# EXERCISE DIRECTIONS:
The records below are to be restated word for word; their pictures are not.

# DATA RECORDS:
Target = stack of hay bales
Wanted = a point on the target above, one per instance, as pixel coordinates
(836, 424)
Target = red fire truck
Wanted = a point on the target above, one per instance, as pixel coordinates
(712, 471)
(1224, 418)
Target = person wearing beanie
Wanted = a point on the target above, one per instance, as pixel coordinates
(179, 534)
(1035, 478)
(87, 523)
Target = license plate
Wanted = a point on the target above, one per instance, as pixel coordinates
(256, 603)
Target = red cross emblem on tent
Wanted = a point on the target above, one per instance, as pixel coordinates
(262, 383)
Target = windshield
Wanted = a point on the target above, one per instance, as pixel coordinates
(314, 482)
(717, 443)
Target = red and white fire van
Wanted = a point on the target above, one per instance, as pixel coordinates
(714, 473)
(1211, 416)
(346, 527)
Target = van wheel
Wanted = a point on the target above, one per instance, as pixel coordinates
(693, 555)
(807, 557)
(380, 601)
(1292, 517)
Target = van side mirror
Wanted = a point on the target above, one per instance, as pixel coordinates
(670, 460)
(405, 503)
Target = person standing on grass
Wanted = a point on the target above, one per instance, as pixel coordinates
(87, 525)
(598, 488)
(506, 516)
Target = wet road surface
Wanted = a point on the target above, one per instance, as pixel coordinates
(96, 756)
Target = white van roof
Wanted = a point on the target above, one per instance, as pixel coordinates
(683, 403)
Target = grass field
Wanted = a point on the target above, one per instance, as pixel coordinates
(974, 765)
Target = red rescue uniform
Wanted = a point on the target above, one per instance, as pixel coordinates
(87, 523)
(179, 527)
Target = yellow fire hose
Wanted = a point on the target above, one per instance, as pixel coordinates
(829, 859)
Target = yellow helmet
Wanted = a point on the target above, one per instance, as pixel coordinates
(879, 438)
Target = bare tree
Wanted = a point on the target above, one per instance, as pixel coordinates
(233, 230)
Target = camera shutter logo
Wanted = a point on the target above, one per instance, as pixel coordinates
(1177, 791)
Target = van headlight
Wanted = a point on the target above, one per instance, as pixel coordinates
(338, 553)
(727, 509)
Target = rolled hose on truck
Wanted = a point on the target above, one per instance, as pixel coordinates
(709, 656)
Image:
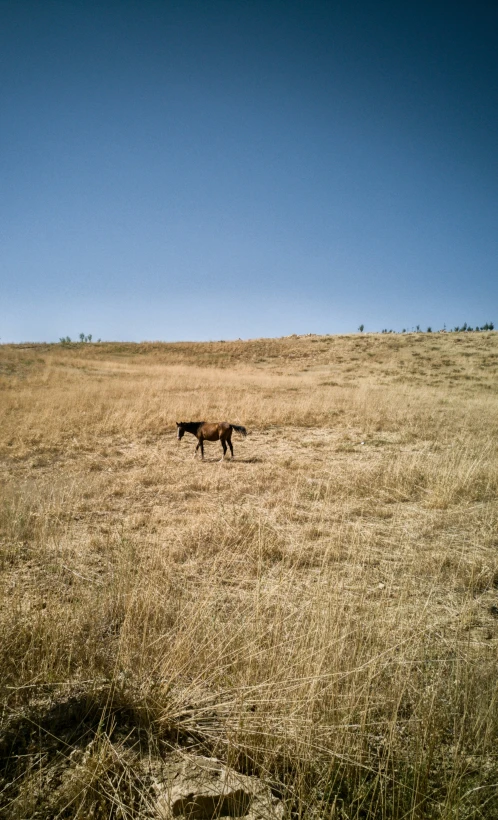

# EXERCISE RESULT:
Target = stack of hay bales
Wanted = a point on the target above, one per instance, as pixel coordinates
(836, 424)
Target = red fire truck
Wanted = a point on the target above, one per instance, as pixel coordinates
(712, 471)
(1224, 418)
Target = person wearing beanie
Wanted = a point on the target above, one per instance, as pixel coordinates
(179, 534)
(1035, 478)
(87, 523)
Target = license plate
Wanted = a point on the target above, one per instance, as pixel coordinates
(256, 603)
Target = red cross emblem on tent
Wanted = a point on the target above, one per instance, as pixel coordinates
(262, 383)
Target = windshield
Wanted = a point on the target above, one per instance, as pixel coordinates
(314, 482)
(717, 443)
Target = red and white fire van
Wanted = a point on the target above, one per instance, as pixel coordinates
(714, 473)
(1211, 416)
(346, 527)
Target = van wheel
Wanted = a point on the target above, one per instance, as pixel coordinates
(693, 555)
(807, 557)
(380, 601)
(1292, 517)
Target = van side mirror
Wanted = a point on the target above, one per instance, as pixel coordinates
(670, 460)
(405, 503)
Target = person standing on grass
Wanted = a point on the target above, one per instance, as pixel coordinates
(87, 525)
(598, 488)
(506, 516)
Target = wet road surface
Wanted = a point on the target above, one per instance, as pixel coordinates
(96, 756)
Target = white van roof
Wanted = a point on the target above, one per instance, as pixel coordinates
(683, 403)
Target = grass field
Wanted = a point on the target above, one per instance, as pixel coordinates
(974, 765)
Target = red rescue uniform
Wanted = a point on the target above, one per instance, as pixel coordinates
(87, 523)
(179, 527)
Target = yellow fire hose
Wanted = a point on the target above, one per instance, as pixel coordinates
(829, 859)
Target = yellow helmet
Wanted = a point on the target above, one per instance, as pixel coordinates
(879, 438)
Target = bare tree
Wanted = a point on the target above, one per instance, as pixel coordinates
(233, 230)
Target = camera shutter logo
Wanted = a point on the target above, one per instance, as pixel coordinates
(1177, 791)
Target = van headlight
Wanted = a point on the target above, one per instance, as pixel coordinates
(338, 553)
(727, 509)
Target = rolled hose on truck
Wanted = a point on the target above, one per instance, as pixel coordinates
(709, 656)
Image:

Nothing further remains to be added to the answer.